* DOCUMENT PASSAGE
This report documents the activities performed and the results obtained for the EPA arsenic removal technology demonstration project at the Town of Taos in New Mexico. The main objective of the project was to evaluate the effectiveness of Severn Trent Services’ (STS) SORB 33™ adsorptive media in removing arsenic to meet the maximum contaminant level (MCL) of 10 g/L. Additionally, this project evaluated 1) the reliability of the treatment system for use at small water facilities, 2) the required system operation and maintenance (O&M) and operator skill levels, and 3) the capital and O&M cost of the technology. The project also characterizes water in the distribution system and residuals generated by the treatment process. The types of data collected include system operation, water quality, process residuals, and capital and O&M cost.

* WHAT IS ASKED
A - Write out the part of the arsenic removal report above that opens with the words containing "This report documents" and closes with "and O&M cost.".
B - According to the arsenic removal report above, whose adsorptive media was evaluated for removing arsenic?

* STORED DATA
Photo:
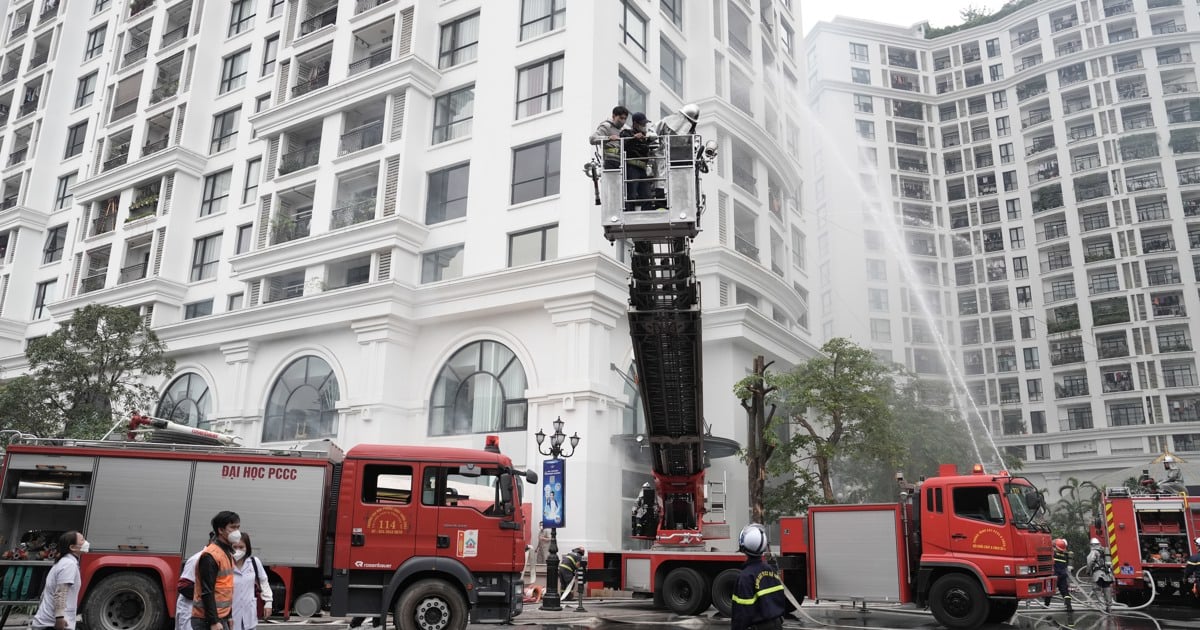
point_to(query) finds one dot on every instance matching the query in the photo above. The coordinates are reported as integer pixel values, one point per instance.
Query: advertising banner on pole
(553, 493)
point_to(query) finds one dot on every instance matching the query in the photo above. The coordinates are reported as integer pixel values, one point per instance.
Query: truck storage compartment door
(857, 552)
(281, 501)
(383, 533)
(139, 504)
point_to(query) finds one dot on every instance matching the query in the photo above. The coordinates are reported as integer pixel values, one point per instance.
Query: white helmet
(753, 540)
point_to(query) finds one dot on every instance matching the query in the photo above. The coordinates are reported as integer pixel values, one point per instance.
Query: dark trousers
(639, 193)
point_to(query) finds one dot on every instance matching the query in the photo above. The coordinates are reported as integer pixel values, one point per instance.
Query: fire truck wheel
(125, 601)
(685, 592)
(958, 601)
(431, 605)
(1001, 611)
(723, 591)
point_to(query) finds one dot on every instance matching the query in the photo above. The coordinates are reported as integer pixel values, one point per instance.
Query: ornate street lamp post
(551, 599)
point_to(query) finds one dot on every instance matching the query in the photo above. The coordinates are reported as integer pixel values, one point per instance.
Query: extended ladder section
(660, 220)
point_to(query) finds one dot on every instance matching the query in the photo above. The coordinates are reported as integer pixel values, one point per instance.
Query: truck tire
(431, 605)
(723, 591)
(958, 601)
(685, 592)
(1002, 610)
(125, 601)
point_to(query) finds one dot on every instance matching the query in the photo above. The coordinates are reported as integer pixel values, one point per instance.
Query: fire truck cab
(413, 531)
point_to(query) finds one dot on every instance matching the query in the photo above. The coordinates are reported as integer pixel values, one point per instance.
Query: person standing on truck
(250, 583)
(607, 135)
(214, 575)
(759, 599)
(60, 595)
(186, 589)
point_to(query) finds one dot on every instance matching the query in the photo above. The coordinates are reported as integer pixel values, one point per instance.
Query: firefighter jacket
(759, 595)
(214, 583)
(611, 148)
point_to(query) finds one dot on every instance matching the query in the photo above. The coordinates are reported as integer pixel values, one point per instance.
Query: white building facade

* ANSWERS
A -
This report documents the activities performed and the results obtained for the EPA arsenic removal technology demonstration project at the Town of Taos in New Mexico. The main objective of the project was to evaluate the effectiveness of Severn Trent Services’ (STS) SORB 33™ adsorptive media in removing arsenic to meet the maximum contaminant level (MCL) of 10 g/L. Additionally, this project evaluated 1) the reliability of the treatment system for use at small water facilities, 2) the required system operation and maintenance (O&M) and operator skill levels, and 3) the capital and O&M cost of the technology. The project also characterizes water in the distribution system and residuals generated by the treatment process. The types of data collected include system operation, water quality, process residuals, and capital and O&M cost.

B - Severn Trent Services' (STS) SORB 33™ adsorptive media.